■ **SET EXERCISE**:
Can you pick up the account of the Marlow to West Wycombe walk after its final sentence and keep it going?

■ **EXTRACT TO READ**:
---*---
The London Countryway – Day 6

June 29, 1985: Marlow to West Wycombe

Bluey’s Farm

Bluey’s Farm

Harold was in the States and Tosh had compulsively double-booked this day so Dorothy, Bertie and I could easily have been on our own for day six of the London Countryway.  However the previous Sunday we had met Tom and Cindi Notarainni at the old alums reception for Michigan State University trustee Carole Lick – held in our living room. When they found out that I had been the sponsor of their daughter Karen’s Alternative the Notarainnis were full of questions about walking – so we invited them to join us at 9:31 at platform five, Paddington Station, on Saturday, June 29.

Dorothy and I arrived early and had time for a burnt coffee and a bun in a quiet corner – after we had endured the long Saturday queue at the ticket window. The Notarainnis were waiting for us at train time and we found seats for four in a non-smoker and proceeded to Maidenhead, where we changed to the Marlow shuttle. We were taking some chances with the weather, which was advertised as “dull and misty at first,” but though it was occasionally grey we only felt a momentary drop of rain once – and increasingly the day became warm and sunny.

Attractive blonde Cindi, the mother of four, was an aerobics instructor and I expected her to be in good shape. Burly Tom, a director of Exxon Subsidiaries, UK, cut a more sedentary figure but he did a good job of covering the day’s eight miles with his long legs. I took our party past the Jolly Fryer once again and then detoured to the churchyard to show the Notarainnis a view of the river at Marlow.

Then we followed Pound Lane, an alley, and Oxford Road – as prescribed by Chesterton. Directions were pretty good again today: the ambiguities were mostly the result of serious overgrowth problems. For instance, the street sign for Chiltern Road was pretty well hidden in a screen of weeds, but we started up an enclosed path heading west. It was mucky underfoot; a month of rain (or so it seemed) had created a gluey surface at many spots today. One could see that the heel of Tom’s Nike was separating itself from the body of the shoe at every gooey step. The surface also provided a good test for my poor right foot, recently recovered for a gout attack and sporting a permanent calcium deposit on its crown. I had even brought my walking stick as a precaution, but the foot held up pretty well. This was the encouragement I needed, only two weeks before a major Lakeland expedition with the Lees.

A huge sow was suckling her young off to the right and poppies were blossoming in the wheat fields to our left as we approached Blounts and Woodland Farms. We followed the track past the latter, a delightful country conversion, and descended through a woods to the bottom of a valley. I let the others go ahead on this stretch as I sought cover for a quiet pee. They were waiting for me at a trail that ran along the valley bottom; our way lay straight up the side. We passed a mother cat and two ginger kittens playing near a farmyard but fortunately these felines escaped Bertie’s attention. I had a momentary fright somewhat later when a horn sounded twice on the road above us; the dog had gone forward, unleashed, with the other three, as I struggled up behind – but the horn had nothing to do with him.
---*---
Bounding-box records

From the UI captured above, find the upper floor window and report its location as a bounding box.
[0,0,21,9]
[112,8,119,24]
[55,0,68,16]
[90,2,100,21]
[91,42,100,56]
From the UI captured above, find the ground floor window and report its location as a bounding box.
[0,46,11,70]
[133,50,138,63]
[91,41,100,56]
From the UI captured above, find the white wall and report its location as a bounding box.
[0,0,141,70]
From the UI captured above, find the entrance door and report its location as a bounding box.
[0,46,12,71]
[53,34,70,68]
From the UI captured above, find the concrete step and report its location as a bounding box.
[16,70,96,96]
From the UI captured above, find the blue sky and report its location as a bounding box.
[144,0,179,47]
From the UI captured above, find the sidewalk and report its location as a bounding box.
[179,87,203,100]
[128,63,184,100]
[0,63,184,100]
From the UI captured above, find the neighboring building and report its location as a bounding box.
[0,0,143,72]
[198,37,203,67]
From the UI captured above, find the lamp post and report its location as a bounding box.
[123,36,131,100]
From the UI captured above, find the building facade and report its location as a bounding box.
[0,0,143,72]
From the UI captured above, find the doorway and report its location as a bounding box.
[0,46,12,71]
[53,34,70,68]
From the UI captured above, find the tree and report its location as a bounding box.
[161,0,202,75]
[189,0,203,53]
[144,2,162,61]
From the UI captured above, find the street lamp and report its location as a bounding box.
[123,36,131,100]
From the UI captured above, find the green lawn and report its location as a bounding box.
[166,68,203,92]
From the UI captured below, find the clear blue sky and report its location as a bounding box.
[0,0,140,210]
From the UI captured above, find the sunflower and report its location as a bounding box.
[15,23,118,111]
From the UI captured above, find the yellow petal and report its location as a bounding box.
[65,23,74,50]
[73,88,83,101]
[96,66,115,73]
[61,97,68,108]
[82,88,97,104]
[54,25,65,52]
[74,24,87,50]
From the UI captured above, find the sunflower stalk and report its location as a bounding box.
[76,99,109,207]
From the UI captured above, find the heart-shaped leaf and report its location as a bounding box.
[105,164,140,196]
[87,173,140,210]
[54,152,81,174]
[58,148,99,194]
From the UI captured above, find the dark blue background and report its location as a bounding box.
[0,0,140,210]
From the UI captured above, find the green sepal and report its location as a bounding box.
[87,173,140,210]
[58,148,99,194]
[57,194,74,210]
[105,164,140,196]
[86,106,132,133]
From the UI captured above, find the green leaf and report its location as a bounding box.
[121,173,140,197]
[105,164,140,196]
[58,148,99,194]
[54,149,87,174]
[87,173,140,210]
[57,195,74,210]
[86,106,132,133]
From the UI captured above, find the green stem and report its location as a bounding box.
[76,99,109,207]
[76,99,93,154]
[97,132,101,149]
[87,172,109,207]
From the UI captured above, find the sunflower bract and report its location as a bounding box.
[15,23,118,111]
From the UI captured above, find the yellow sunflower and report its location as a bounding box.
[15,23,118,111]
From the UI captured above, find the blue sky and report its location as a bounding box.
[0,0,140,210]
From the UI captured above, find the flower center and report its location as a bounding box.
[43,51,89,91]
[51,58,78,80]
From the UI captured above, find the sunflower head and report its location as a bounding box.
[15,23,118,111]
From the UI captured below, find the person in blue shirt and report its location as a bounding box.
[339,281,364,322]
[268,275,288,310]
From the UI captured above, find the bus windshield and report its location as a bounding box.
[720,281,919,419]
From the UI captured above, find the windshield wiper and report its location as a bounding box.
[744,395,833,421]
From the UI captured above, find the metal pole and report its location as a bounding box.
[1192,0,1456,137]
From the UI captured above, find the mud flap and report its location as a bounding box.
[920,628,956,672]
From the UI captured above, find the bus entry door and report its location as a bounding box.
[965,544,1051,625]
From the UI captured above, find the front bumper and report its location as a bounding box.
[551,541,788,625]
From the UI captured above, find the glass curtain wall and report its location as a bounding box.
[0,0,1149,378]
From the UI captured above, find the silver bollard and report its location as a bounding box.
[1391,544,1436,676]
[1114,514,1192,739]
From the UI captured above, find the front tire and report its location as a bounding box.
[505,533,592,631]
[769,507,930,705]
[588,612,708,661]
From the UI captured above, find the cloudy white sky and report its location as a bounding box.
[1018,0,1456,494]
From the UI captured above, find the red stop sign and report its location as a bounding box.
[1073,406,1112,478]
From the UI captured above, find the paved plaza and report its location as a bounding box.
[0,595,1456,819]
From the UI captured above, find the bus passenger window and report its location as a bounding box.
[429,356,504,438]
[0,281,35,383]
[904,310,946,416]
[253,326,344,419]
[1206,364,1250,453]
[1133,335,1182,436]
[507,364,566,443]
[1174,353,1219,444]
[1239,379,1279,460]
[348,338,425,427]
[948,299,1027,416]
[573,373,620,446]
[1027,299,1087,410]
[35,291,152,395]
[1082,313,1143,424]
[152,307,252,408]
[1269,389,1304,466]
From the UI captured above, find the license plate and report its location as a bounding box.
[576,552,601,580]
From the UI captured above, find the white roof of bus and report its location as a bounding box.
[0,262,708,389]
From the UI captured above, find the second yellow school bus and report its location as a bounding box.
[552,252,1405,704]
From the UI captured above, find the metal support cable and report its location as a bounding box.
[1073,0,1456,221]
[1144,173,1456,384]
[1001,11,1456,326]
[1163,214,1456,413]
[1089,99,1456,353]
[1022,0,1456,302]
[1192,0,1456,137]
---*---
■ **EXPECTED ANSWER**:
Once again my companions were waiting for me when I reached the road in question. We followed it to the left and, scouting, I traveled alone along a track which proved to be the right choice for the ascent to Copy Farm. (If we had continued on the lower roadway we would have ended up in somebody’s garage.) I gave a blast on my whistle and the others followed This lane, screened by hedges, was as mucky as all the others today but when we reached Copy Farm we rejoined a dry roadway momentarily. An ancient sheepdog emerged from the farmyard to exchange sniffs with our Schnauzer. The old fellow’s owner was just then approaching in a car and, following an urging from his master, the sheepdog limped back to his post.

At Copy Green we descended west past more poppy fields and at the bottom found the track through Shillingridge Wood. There were many calls for lunch hereabouts but it was not easy to find a dry spot for this activity. When we reached the top of our ascent we found a suitable place amid beech leaves and stumps. The view of the green valley below was enlivened by the galloping of a grey and white stallion – who took several snorting runs across the field while we ate. Bertie was not pleased but he had his own lunch and bits of everybody else’s to preoccupy him. Tom asked me if East Lansing would be a good pace to retire to. More sensibly, Cindi said she wanted to stay overseas.

She was startled by our first stile, but I had to assure her that, indeed, we were meant to use it. The enclosed path to Bluey’s Farm seemed to be bordered by junipers or cedars and not pines, as promised by Chesterton. When we reached this charmingly thatched fake I was reluctant to charge through – or use an overgrown stile facing us – so I retreated uphill a bit and followed the left hand white arrow (many of these today) into a field above the farm, and in this way I reached the dry (i.e., streamless) valley – which lead north to another woods through which we plodded for some distance. At a decisive fork (but not at the wood “end,” I would say) I chose the right-hand path and this put us out on the busy B482.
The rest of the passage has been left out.